What is needed - Search the listing below, and show each line that includes the word "shelving".
━━━━
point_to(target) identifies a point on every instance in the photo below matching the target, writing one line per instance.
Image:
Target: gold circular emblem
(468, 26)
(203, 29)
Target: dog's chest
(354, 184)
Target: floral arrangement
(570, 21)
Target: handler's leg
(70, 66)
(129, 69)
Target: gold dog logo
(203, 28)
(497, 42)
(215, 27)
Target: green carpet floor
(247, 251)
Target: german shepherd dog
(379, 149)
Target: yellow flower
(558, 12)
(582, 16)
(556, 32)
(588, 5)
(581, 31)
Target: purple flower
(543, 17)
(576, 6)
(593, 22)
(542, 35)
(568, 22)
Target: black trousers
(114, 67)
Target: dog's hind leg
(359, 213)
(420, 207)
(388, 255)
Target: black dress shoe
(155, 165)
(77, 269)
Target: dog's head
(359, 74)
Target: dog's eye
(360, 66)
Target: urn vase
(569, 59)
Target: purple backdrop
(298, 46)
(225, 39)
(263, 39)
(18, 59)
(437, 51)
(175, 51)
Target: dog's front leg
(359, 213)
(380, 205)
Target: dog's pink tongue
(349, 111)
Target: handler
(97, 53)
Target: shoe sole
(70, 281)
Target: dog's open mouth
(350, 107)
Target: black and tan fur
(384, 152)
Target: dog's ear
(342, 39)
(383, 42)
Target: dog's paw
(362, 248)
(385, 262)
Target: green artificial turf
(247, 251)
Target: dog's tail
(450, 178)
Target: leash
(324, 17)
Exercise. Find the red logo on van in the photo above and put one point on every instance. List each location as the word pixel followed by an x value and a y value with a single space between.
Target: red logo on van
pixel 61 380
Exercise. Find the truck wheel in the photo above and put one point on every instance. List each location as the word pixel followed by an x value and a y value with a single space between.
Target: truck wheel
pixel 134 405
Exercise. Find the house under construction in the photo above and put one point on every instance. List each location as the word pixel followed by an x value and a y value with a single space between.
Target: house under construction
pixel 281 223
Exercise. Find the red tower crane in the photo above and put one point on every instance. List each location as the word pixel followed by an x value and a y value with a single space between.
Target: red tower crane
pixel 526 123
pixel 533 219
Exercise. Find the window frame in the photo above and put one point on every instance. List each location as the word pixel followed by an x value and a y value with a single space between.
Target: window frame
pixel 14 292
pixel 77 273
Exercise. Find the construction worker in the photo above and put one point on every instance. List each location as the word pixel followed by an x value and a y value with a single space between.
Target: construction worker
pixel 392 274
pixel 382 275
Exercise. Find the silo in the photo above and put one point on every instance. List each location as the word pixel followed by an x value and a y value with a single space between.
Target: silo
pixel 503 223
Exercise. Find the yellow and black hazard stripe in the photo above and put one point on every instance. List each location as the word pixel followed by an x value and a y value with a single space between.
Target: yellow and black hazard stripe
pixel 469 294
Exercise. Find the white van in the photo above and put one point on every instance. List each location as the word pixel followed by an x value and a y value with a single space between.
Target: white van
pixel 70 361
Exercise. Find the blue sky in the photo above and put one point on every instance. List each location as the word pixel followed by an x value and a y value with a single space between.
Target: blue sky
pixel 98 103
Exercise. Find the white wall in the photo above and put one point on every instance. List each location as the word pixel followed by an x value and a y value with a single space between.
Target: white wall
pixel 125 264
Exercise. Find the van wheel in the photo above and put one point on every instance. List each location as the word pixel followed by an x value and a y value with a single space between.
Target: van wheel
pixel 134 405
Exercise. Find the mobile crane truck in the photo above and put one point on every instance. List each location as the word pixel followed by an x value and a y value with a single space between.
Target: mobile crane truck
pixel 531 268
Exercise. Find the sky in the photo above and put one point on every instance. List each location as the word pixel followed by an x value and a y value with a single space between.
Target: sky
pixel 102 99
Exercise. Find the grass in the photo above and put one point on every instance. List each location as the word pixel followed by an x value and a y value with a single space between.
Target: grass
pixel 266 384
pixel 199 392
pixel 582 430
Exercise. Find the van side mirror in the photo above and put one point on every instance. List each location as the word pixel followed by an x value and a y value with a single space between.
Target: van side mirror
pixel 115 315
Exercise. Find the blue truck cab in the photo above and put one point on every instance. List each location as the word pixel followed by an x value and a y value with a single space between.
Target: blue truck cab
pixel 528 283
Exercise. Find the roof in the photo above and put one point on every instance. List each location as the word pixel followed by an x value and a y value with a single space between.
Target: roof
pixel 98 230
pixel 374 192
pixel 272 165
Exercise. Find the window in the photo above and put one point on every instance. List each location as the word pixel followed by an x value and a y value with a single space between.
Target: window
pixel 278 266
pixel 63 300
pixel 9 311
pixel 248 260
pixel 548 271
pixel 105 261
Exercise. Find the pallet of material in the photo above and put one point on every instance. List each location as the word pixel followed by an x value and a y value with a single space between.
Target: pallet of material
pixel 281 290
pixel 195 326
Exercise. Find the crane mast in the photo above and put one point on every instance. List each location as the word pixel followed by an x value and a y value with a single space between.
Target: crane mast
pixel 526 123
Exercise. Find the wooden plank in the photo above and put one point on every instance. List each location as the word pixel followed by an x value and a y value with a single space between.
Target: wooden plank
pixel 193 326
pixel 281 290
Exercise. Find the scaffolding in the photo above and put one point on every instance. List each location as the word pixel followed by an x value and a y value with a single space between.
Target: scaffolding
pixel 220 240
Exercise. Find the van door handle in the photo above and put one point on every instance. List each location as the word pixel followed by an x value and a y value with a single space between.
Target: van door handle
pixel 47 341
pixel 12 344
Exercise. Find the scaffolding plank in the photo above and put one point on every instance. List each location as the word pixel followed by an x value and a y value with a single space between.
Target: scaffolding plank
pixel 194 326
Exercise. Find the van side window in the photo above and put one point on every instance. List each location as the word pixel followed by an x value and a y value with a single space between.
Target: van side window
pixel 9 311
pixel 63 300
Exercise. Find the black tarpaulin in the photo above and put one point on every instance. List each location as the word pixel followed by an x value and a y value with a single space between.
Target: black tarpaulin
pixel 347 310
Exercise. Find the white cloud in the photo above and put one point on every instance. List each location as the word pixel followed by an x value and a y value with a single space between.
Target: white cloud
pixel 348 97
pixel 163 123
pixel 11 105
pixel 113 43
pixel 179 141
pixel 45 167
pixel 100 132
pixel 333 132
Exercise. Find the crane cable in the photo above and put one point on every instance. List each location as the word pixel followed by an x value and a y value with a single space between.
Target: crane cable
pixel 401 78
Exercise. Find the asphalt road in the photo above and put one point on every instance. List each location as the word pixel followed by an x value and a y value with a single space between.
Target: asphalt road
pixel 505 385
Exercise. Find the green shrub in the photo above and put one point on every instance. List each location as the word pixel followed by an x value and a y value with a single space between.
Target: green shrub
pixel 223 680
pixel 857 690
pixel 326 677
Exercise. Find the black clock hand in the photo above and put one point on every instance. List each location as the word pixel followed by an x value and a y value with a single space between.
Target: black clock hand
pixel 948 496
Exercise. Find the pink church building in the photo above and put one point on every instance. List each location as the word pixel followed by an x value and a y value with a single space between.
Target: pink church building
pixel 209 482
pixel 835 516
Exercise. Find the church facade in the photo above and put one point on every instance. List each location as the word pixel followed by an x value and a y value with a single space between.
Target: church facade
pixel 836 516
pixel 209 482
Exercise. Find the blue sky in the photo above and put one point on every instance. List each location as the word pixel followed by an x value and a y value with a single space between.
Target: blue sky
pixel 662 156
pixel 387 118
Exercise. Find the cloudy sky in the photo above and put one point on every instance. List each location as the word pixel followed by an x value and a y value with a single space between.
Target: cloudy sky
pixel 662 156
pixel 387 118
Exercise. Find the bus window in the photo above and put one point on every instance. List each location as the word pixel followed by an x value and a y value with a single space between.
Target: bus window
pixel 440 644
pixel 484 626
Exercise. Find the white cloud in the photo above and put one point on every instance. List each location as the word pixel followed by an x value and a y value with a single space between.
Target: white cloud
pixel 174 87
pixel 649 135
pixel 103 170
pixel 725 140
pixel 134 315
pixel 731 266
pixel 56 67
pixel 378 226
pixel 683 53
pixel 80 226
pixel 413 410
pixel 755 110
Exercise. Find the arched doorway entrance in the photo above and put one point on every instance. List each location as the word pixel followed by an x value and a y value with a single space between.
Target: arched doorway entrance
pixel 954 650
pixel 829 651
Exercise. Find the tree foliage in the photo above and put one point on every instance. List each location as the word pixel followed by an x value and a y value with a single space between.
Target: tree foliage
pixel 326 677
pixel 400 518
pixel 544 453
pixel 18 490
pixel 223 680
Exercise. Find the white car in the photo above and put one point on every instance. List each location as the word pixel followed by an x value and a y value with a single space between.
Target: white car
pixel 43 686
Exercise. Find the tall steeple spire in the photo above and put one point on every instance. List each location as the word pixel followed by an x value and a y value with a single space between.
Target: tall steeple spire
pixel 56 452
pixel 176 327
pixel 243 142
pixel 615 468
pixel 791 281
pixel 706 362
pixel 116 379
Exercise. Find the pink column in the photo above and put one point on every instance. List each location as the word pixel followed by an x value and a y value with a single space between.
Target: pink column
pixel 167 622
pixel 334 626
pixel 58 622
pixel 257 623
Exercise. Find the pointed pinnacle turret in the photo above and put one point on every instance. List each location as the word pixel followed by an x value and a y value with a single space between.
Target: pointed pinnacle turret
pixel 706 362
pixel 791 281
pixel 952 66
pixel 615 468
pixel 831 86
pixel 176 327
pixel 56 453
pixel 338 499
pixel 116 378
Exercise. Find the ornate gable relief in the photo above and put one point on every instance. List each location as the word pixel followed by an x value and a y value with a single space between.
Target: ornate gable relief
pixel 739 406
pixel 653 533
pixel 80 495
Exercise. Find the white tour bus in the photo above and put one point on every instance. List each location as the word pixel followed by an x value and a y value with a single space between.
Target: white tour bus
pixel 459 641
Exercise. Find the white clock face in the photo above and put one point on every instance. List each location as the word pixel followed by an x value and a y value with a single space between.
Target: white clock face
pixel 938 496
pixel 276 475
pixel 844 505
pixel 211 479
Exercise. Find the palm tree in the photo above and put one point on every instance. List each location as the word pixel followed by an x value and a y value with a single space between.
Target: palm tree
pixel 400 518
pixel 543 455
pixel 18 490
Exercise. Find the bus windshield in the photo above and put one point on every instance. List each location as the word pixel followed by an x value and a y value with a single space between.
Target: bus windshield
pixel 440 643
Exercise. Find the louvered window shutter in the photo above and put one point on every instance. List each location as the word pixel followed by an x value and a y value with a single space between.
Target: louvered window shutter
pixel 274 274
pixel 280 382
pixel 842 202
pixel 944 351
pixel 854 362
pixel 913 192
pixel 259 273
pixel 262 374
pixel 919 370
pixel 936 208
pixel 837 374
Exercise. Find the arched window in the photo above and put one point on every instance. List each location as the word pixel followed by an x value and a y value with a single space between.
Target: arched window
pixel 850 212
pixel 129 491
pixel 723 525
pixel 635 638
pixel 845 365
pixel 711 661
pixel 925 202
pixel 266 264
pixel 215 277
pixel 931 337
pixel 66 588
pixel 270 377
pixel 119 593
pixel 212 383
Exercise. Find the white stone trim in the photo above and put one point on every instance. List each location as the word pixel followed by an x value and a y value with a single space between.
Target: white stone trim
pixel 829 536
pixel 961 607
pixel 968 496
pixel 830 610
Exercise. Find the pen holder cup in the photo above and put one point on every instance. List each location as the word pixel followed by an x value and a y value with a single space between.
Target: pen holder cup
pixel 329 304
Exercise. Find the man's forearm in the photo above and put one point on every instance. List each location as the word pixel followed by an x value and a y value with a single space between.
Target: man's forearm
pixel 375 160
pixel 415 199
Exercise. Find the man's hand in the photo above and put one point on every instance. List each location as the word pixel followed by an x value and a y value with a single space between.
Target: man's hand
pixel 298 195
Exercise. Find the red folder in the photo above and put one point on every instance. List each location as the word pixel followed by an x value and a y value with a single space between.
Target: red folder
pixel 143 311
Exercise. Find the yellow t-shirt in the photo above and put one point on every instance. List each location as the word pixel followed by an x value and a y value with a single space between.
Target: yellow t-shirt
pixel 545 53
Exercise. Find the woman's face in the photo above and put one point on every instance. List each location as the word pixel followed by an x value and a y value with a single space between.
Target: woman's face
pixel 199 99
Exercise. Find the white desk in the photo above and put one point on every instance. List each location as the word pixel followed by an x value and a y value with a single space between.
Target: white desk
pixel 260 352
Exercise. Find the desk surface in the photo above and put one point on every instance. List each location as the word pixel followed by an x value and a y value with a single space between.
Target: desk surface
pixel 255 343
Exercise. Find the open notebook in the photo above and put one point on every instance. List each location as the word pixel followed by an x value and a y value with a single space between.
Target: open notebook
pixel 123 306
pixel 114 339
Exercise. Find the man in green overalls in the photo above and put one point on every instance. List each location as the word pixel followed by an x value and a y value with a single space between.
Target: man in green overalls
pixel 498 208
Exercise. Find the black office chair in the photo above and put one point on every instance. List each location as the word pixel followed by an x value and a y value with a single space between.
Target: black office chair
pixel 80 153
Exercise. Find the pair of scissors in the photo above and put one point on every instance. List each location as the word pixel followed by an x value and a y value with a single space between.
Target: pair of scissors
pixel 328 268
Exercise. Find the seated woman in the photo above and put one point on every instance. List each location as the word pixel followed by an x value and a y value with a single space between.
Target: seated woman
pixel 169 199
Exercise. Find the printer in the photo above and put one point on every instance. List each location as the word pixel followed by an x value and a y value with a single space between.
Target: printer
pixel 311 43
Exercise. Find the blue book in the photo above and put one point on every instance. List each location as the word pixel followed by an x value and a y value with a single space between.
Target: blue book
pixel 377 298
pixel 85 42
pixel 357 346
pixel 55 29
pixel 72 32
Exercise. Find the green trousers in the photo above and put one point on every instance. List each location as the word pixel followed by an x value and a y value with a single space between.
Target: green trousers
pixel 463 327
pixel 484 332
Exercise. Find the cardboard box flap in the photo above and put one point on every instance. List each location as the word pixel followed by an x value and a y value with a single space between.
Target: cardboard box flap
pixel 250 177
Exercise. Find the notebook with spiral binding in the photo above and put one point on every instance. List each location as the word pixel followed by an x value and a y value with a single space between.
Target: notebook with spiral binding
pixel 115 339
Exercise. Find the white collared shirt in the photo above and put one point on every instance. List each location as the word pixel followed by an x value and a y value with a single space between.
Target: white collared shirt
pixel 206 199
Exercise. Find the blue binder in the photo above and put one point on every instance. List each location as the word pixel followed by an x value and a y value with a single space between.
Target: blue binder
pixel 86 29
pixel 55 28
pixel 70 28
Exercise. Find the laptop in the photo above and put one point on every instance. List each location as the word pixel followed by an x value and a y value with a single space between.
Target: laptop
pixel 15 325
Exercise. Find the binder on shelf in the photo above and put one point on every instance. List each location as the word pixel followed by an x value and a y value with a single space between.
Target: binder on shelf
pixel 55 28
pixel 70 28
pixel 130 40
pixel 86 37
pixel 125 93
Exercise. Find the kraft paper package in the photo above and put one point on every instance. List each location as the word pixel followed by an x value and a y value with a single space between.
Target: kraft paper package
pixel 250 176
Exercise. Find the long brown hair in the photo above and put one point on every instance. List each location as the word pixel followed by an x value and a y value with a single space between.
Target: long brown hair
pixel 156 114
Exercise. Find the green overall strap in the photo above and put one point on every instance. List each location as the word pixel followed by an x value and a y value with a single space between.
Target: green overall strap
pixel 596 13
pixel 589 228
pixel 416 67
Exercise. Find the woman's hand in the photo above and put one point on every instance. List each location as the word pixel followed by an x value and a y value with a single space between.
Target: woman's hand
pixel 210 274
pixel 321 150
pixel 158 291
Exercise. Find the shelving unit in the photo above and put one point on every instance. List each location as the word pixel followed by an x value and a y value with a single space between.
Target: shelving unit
━━━━
Answer box -
Exercise. Find the shelving unit in the photo above and put one point on every instance. List each location as the word pixel followed by an x value and a y value with a single space between.
Target: shelving unit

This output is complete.